Tell me how many lines in the data include "magenta", and keep the reply to that number.

>>>

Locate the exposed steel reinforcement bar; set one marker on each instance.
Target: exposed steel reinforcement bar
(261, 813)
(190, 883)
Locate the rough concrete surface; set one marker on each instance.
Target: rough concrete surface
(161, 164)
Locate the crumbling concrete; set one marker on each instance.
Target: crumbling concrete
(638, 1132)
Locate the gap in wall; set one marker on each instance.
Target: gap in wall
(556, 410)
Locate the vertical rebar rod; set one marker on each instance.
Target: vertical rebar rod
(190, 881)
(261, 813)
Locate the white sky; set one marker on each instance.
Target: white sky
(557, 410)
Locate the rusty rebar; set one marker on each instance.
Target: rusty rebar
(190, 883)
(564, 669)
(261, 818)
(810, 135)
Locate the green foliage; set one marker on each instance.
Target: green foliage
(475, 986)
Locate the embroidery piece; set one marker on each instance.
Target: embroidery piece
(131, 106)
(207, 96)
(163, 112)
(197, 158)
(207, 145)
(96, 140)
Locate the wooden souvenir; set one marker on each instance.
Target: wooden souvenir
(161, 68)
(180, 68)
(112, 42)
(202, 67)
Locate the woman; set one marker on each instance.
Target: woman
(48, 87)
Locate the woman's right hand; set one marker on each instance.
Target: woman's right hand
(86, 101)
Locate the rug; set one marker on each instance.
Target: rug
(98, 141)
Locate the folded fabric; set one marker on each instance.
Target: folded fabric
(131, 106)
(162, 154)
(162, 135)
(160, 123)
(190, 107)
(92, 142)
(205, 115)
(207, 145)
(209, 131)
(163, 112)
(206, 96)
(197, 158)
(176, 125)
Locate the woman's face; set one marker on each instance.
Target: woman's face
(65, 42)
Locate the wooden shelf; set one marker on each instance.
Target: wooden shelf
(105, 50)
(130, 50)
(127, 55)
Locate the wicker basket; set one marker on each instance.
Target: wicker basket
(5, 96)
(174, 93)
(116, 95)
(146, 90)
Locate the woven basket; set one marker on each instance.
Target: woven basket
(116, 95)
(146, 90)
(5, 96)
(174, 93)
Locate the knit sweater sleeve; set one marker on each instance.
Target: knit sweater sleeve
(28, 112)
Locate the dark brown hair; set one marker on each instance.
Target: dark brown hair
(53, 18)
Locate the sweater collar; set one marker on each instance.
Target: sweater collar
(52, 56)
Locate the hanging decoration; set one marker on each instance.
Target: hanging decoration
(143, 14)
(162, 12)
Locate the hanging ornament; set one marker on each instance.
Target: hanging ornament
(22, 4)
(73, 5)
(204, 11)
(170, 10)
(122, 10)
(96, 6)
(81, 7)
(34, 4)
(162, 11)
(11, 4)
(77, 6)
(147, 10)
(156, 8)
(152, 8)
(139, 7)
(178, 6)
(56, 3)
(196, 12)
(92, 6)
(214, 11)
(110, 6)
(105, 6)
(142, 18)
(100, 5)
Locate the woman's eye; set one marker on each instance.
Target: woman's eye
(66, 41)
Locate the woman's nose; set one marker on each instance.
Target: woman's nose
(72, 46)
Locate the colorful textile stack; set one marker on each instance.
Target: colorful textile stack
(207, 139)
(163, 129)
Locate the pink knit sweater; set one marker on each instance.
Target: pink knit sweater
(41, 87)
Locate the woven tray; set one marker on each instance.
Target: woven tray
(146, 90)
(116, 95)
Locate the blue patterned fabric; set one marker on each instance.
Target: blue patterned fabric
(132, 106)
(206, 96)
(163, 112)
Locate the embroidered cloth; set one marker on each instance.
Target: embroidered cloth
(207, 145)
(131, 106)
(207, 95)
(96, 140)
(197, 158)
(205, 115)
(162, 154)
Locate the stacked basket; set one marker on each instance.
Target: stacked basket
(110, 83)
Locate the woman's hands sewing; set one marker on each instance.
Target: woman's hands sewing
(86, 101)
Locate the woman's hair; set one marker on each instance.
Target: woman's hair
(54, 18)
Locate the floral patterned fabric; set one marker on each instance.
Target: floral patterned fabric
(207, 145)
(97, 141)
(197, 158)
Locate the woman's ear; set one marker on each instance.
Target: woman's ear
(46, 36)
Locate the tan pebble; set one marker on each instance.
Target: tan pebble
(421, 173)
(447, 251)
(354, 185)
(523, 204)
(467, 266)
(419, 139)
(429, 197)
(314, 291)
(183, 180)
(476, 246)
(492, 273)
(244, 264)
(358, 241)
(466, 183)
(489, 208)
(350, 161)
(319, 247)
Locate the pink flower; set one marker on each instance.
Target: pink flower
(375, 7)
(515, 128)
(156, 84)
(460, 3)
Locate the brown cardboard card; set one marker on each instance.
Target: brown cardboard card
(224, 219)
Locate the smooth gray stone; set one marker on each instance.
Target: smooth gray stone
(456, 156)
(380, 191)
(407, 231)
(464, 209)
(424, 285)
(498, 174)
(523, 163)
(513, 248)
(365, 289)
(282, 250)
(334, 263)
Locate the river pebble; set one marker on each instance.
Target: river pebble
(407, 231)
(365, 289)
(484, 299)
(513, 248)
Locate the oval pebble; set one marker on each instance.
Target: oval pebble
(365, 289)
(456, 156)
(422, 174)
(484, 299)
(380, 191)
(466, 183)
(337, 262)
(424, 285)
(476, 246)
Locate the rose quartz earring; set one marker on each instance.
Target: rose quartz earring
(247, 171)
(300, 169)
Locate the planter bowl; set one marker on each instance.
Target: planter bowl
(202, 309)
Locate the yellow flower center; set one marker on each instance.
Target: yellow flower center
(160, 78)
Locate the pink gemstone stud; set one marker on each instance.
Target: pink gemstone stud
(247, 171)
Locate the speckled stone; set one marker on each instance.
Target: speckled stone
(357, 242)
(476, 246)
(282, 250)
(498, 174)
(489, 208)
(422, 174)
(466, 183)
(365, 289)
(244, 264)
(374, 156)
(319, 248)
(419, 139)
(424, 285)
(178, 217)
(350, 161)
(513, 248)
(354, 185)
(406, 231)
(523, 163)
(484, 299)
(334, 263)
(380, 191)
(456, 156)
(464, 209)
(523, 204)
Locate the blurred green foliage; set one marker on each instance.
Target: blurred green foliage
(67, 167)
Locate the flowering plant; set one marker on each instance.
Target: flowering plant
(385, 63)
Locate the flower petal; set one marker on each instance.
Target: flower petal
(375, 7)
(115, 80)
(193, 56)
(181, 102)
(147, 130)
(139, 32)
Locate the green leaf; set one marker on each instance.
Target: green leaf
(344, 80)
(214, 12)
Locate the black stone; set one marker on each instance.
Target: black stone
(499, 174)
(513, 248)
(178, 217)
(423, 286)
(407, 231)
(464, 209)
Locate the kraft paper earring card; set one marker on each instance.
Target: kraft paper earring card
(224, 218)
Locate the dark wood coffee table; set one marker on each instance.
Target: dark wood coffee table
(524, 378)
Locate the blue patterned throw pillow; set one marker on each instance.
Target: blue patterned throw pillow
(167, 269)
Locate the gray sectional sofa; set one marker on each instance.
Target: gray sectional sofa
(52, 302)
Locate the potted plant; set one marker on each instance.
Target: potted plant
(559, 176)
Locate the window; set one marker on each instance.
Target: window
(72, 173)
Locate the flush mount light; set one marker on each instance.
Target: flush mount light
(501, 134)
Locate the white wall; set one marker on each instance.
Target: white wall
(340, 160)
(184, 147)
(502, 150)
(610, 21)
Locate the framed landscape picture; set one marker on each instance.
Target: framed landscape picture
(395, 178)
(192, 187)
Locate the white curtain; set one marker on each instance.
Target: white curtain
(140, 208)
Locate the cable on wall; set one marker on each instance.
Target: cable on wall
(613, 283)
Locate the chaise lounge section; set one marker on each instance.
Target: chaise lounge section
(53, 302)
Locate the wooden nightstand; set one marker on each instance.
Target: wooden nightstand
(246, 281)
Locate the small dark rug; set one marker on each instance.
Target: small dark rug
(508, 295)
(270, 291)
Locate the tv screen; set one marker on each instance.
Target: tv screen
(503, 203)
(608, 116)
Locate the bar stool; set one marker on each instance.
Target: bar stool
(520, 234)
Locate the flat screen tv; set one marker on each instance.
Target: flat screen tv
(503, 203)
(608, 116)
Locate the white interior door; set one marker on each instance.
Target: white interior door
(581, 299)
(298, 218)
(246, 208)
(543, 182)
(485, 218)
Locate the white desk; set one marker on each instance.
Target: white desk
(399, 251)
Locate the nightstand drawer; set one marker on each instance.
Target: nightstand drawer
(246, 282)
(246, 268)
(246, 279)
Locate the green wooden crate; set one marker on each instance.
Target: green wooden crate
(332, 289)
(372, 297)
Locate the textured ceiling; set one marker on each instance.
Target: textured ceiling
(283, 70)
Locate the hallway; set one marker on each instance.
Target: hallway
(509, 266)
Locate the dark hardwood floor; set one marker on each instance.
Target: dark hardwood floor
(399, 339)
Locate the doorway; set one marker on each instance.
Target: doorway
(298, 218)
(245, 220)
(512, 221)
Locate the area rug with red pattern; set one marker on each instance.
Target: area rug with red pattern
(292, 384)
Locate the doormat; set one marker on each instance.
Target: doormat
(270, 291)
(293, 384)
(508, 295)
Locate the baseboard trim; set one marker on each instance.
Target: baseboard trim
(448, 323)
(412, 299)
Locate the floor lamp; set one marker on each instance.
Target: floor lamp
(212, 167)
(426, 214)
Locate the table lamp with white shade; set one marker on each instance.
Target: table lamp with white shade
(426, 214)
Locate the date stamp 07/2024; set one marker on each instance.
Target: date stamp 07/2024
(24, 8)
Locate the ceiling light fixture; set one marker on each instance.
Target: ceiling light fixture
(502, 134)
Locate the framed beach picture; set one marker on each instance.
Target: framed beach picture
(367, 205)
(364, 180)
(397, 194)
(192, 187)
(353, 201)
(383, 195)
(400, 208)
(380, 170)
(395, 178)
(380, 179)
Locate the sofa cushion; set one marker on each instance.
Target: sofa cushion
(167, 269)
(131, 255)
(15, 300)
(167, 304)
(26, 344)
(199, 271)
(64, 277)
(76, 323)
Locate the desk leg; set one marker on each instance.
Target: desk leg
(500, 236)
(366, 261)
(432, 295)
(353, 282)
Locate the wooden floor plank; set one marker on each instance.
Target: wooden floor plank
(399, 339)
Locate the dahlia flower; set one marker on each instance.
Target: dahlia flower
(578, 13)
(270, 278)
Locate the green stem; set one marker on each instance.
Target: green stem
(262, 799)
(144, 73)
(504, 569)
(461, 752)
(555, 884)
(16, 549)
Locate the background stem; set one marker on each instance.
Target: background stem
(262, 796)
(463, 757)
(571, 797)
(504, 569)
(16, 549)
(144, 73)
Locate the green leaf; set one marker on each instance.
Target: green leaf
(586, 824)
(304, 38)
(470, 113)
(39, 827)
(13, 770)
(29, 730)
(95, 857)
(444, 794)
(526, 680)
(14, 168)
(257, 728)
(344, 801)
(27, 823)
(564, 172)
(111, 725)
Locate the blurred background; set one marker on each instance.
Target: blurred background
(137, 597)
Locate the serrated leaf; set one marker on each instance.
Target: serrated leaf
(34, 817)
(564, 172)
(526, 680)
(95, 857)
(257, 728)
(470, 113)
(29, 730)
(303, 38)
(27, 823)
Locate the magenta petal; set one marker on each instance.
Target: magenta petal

<<<

## Task response
2